Set task.
Which lines in the items below contain the string "jersey", matching case exactly? Pull out each of those lines in full.

Working data.
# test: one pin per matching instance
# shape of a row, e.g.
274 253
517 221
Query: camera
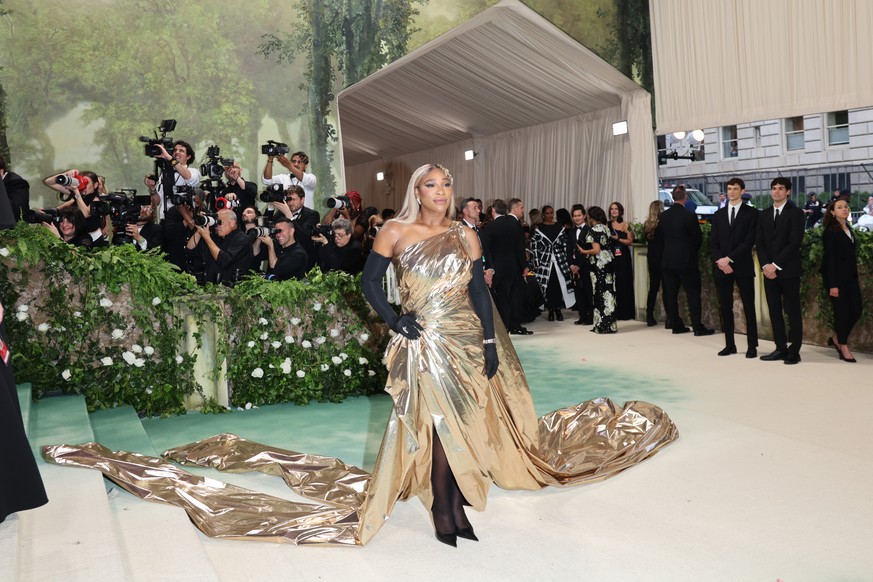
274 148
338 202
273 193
...
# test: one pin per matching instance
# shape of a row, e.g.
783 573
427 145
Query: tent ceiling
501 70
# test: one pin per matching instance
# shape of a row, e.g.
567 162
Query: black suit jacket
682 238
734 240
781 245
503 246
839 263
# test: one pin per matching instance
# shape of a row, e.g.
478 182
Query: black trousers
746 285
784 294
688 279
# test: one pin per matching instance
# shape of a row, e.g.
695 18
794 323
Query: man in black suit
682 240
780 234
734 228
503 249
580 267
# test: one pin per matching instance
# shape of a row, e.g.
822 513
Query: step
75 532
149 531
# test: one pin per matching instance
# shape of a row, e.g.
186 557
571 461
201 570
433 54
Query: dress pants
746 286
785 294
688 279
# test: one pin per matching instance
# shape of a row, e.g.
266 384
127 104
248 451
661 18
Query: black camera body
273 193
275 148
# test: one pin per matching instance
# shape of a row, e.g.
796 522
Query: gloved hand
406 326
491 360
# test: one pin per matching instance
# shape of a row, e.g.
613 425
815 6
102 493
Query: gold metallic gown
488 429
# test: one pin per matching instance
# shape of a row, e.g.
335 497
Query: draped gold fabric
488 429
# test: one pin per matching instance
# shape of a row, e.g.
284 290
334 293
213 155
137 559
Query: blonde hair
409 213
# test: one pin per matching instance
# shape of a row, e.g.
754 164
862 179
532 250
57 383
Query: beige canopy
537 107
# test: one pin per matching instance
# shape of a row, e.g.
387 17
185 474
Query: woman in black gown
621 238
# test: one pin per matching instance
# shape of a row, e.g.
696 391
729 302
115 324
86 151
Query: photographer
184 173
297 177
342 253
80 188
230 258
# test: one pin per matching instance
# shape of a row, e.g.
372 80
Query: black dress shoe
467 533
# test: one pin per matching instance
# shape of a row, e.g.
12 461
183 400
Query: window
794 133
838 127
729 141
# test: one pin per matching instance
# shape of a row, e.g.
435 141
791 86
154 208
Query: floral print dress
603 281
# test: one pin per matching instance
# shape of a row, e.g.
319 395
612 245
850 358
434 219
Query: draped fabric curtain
---
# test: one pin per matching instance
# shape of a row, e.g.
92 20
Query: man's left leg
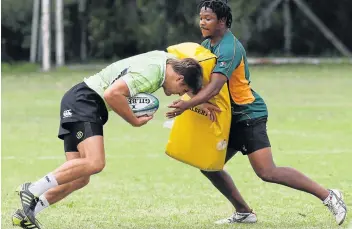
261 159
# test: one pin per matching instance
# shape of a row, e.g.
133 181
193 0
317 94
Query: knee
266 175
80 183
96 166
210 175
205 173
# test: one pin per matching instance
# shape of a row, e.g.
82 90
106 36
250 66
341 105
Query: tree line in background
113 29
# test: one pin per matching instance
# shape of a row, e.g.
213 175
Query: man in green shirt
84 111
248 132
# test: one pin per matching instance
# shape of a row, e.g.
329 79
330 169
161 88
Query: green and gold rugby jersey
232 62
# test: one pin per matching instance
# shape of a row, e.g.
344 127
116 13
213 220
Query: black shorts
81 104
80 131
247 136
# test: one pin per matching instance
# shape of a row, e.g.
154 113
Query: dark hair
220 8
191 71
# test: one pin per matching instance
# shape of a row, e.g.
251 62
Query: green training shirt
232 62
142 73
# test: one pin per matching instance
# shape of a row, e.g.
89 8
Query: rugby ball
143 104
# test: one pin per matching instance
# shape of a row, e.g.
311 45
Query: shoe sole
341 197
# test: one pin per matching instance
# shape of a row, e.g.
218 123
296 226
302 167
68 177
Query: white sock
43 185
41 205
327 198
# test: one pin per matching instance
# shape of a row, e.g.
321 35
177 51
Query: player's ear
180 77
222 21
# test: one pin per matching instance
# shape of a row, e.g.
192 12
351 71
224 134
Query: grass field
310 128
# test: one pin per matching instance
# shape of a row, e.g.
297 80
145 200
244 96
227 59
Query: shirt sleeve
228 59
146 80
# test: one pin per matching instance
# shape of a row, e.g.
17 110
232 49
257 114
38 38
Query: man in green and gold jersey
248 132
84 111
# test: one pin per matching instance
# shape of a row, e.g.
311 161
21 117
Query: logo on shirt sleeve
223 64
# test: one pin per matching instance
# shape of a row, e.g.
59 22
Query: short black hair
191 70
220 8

Exercise result.
Query: green and gold rugby jersey
Query: man in green and gold jersey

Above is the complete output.